Task description: Below are some entries. Reproduce them word for word.

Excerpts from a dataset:
--
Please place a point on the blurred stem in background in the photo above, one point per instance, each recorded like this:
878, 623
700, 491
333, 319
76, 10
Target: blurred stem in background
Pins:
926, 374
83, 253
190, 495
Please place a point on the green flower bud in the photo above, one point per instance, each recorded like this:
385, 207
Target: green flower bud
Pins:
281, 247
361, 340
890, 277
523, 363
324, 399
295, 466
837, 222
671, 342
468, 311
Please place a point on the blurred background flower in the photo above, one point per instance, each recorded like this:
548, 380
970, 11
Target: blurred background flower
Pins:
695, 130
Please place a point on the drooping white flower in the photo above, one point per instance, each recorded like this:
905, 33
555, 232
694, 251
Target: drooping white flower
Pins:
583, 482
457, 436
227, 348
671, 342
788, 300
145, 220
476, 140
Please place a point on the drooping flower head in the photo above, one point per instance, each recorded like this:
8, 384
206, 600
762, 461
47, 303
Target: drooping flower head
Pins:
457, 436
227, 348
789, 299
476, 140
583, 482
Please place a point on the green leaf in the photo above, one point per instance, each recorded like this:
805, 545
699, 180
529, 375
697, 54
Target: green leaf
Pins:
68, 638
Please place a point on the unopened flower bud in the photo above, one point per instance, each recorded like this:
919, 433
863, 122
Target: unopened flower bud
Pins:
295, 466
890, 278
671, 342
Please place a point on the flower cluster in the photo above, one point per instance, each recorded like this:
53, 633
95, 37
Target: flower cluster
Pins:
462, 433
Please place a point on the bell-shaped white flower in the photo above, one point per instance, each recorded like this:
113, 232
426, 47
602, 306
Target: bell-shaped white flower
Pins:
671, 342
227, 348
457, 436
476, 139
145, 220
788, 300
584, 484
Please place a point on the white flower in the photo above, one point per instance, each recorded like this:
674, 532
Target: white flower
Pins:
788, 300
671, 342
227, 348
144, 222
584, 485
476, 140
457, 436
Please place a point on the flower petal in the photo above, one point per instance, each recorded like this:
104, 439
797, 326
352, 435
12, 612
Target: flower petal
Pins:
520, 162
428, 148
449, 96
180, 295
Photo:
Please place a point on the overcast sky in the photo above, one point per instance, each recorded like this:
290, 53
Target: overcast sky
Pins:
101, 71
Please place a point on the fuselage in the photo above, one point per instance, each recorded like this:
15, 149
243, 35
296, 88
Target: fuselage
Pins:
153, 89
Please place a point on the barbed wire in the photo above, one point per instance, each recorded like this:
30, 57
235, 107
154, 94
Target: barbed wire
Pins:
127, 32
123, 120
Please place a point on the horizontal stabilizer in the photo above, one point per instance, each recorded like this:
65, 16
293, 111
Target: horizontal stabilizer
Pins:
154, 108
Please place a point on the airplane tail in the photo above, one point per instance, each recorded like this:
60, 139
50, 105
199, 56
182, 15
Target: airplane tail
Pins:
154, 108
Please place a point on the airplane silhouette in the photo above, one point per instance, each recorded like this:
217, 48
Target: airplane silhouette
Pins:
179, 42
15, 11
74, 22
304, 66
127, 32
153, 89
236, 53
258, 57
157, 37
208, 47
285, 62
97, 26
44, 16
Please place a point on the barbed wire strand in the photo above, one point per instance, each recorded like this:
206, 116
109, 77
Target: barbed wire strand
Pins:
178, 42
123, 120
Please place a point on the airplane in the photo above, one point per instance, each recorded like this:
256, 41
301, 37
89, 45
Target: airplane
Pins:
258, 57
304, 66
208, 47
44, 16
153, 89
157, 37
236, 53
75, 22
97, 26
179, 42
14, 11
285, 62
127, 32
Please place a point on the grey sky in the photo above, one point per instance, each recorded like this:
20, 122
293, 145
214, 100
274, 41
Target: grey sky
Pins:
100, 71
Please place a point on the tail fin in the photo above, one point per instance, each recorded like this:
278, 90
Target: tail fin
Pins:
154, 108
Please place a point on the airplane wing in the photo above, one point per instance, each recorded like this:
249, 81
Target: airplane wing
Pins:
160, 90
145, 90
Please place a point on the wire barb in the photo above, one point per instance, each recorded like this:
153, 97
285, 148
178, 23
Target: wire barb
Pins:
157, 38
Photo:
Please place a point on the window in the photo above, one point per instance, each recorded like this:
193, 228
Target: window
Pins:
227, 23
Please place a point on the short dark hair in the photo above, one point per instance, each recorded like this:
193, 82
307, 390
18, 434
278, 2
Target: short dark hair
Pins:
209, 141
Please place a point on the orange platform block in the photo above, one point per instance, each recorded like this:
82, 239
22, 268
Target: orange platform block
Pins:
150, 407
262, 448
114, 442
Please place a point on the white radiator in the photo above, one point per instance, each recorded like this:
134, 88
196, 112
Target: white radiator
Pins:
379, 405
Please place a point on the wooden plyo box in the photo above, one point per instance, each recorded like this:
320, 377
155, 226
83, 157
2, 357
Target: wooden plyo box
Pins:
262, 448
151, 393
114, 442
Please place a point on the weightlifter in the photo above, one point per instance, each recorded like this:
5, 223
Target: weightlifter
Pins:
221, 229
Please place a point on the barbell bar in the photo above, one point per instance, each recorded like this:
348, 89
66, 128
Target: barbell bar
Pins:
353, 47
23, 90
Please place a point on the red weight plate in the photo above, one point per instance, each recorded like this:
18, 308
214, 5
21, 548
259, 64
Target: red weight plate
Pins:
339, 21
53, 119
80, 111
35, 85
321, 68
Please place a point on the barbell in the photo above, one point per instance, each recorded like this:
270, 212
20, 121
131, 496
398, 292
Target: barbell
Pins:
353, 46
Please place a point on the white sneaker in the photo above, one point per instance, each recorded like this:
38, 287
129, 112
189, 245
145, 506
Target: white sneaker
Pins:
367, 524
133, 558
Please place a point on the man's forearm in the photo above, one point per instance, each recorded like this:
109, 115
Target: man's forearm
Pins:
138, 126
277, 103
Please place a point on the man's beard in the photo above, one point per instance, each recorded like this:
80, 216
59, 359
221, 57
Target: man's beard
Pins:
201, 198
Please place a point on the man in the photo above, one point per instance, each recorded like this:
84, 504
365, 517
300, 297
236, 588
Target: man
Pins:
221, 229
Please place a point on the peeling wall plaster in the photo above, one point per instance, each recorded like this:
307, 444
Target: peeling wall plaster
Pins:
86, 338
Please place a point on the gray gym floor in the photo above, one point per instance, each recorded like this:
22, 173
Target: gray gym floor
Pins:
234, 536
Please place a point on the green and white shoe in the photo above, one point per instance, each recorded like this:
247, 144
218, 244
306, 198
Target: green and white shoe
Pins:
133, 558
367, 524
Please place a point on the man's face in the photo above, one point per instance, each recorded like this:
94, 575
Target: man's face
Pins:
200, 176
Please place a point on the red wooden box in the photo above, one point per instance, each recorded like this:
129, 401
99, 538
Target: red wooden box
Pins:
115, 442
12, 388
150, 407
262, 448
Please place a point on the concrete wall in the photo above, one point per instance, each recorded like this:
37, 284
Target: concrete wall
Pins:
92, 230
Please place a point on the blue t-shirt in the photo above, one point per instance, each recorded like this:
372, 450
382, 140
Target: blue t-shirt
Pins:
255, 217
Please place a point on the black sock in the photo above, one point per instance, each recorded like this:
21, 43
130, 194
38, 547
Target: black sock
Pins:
--
Solution to this task:
Please place a point on the blurred stem in background in the photo above, one point per instance, each recorded like this:
878, 623
700, 491
333, 319
76, 10
Target: blurred stem in background
Pins:
926, 374
83, 253
190, 495
Please place a point on the green flower bud in the photo above, one point per instance, each recorded like this:
385, 207
Target: green flower bud
Pins:
281, 247
361, 340
890, 277
523, 363
324, 399
295, 466
837, 222
671, 342
468, 311
Please place a point on the blurred background flower in the photo above, one point per instance, each recorded like this:
548, 380
970, 11
Target: blurred background flower
Pins:
695, 130
Please place a point on the drooping white flower in the photo above, one point per instance, each recorded like this:
905, 33
555, 232
694, 251
Target: drooping white flower
Pins:
583, 482
457, 436
227, 348
671, 342
788, 300
145, 220
476, 140
Please place a point on the drooping flower head in the photo above, one point per instance, each recorded like this:
8, 384
206, 600
762, 461
47, 303
Target: drooping flower head
Pins:
457, 436
227, 348
789, 299
476, 140
583, 482
Please place a point on the green leaf in the photo above, one point per instance, each recorded like this:
805, 545
699, 180
529, 375
697, 54
Target: green leaf
Pins:
68, 638
Please place a point on the unopened flower bud in the photo above, one point per instance, each recorded like this:
919, 433
863, 122
Target: unopened flower bud
Pins:
295, 466
890, 278
671, 342
Please place a point on the flower cluster in the photo above, one point per instance, each recorded like this:
53, 633
95, 37
Target: flower cluster
Pins:
462, 433
Please place a point on the bell-shaped white flower in the photo above, one point per instance, each recorded like this:
113, 232
426, 47
602, 306
Target: bell-shaped white flower
Pins:
671, 342
227, 348
457, 436
476, 139
145, 220
788, 300
584, 484
Please place a point on the white flower in the photo above, one point per instance, each recorded like this:
674, 532
Target: white flower
Pins:
788, 300
671, 342
227, 348
144, 222
584, 485
476, 140
457, 436
Please place a point on the flower petal in the photo above, one point per instance, each recorded like this:
104, 439
797, 326
352, 435
12, 612
Target: flower petal
Pins:
520, 162
428, 148
449, 96
180, 295
Photo:
Please place a point on the overcast sky in the photo above, one point per instance, each recorded like this:
290, 53
Target: overcast sky
Pins:
101, 71
Please place a point on the fuselage in the photo above, one point per instance, each recorded like this:
15, 149
243, 35
296, 88
Target: fuselage
Pins:
153, 89
Please place a point on the barbed wire in the photo above, one point per instance, each recorded like this:
30, 57
235, 107
154, 94
Target: barbed wire
Pins:
127, 32
123, 120
Please place a point on the horizontal stabilizer in the photo above, one point per instance, each recorded like this:
65, 16
293, 111
Target: horizontal stabilizer
Pins:
154, 108
Please place a point on the airplane tail in the photo above, one point per instance, each recorded like this:
60, 139
50, 105
199, 56
182, 15
Target: airplane tail
Pins:
154, 108
Please place a point on the airplane silhouette in the photo above, one point per instance, each recorded like this:
217, 48
Target: airplane silhouette
Pins:
179, 42
15, 11
74, 22
304, 66
127, 32
153, 89
236, 53
258, 57
157, 37
208, 47
285, 62
97, 26
44, 16
Please place a point on the barbed wire strand in the photo above, one point per instance, each recorded like this:
206, 116
109, 77
Target: barbed wire strand
Pins:
178, 42
123, 120
Please place a point on the airplane in the photo above, one point per instance, each recorded like this:
256, 41
301, 37
89, 45
Target: airplane
Pins:
258, 57
304, 66
208, 47
44, 16
153, 89
157, 37
236, 53
75, 22
97, 26
179, 42
14, 11
285, 62
127, 32
Please place a point on the grey sky in the photo above, one point per instance, each recorded like this:
20, 122
293, 145
214, 100
274, 41
Target: grey sky
Pins:
100, 71
Please place a point on the tail fin in the photo above, one point per instance, each recorded like this:
278, 90
Target: tail fin
Pins:
154, 108
Please place a point on the airplane wing in the photo above, one point per instance, each recorded like this:
249, 81
Target: airplane wing
Pins:
160, 90
145, 90
Please place a point on the wire barb in the photo above, one point per instance, each recorded like this:
153, 97
285, 148
178, 23
Target: wire barb
Pins:
157, 38
Photo:
Please place a point on the window in the photo above, one point per instance, each recorded like this:
193, 228
Target: window
Pins:
227, 23
Please place a point on the short dark hair in the photo above, one point per instance, each recorded like this:
193, 82
307, 390
18, 434
278, 2
Target: short dark hair
Pins:
209, 141
Please place a point on the orange platform block in the photo above, one point per instance, each recorded like this:
82, 239
22, 268
Target: orange platform block
Pins:
150, 407
262, 448
114, 442
Please place a point on the white radiator in the photo above, one point per instance, each recorded like this:
134, 88
196, 112
Target: white radiator
Pins:
379, 405
Please place a point on the wooden plyo box in the photo above, one point per instance, each recorded like this:
320, 377
155, 226
83, 157
2, 357
Target: wooden plyo box
Pins:
262, 448
151, 393
114, 442
Please place a point on the weightlifter in the photo above, one point per instance, each recorded like this:
5, 223
Target: weightlifter
Pins:
221, 229
Please place a point on the barbell bar in the photo above, one point per instance, each recorded like this:
348, 89
66, 128
Target: barbell bar
Pins:
353, 47
23, 90
Please place a point on the red weight plate in the photo above, one point per instance, each recorded like this:
18, 308
214, 5
21, 548
259, 64
Target: red weight plate
Pins:
339, 21
53, 119
80, 111
35, 85
321, 68
Please place a point on the barbell in the photo above, one point per instance, each recorded like this:
270, 212
20, 121
131, 496
398, 292
Target: barbell
Pins:
353, 46
Please place a point on the white sneaker in the photo above, one point per instance, each recorded like this:
38, 287
129, 112
189, 245
145, 506
Target: white sneaker
Pins:
367, 524
133, 558
Please place a point on the man's forearm in the photo above, one point per instance, each recorded like this:
109, 115
Target: man's forearm
Pins:
138, 126
277, 103
Please place a point on the man's beard in the photo above, one point per instance, each recorded like this:
80, 216
59, 359
221, 57
Target: man's beard
Pins:
201, 198
Please place a point on the man in the photo above, one point per instance, each recorded like this:
84, 504
365, 517
300, 297
236, 588
Target: man
Pins:
221, 229
Please place a point on the peeling wall plaster in the photo above, one point per instance, each recorded like this:
307, 444
Target: peeling wall plaster
Pins:
86, 338
Please place a point on the gray gym floor in the photo above, one point per instance, each recorded like this:
22, 173
Target: gray gym floor
Pins:
234, 536
Please place a point on the green and white shoe in the photo above, one point per instance, each recorded like this:
247, 144
218, 244
306, 198
Target: green and white shoe
Pins:
133, 558
367, 524
Please place a point on the man's face in the photo above, one point per instance, each recorded like this:
94, 575
Target: man's face
Pins:
200, 176
Please place a point on the red wooden box in the photo above, one point per instance, each recorded like this:
129, 401
99, 538
Target: red wooden box
Pins:
115, 442
12, 388
150, 407
262, 448
Please place a point on the concrete wall in the photo above, one point per instance, each recorded like this:
37, 284
Target: concrete wall
Pins:
92, 230
Please place a point on the blue t-shirt in the photo above, one point per instance, each recorded like this:
372, 450
382, 140
Target: blue t-shirt
Pins:
255, 217
Please place a point on the black sock in the photo above, one point per instance, each recorded like this:
21, 43
130, 194
38, 547
Target: black sock
Pins:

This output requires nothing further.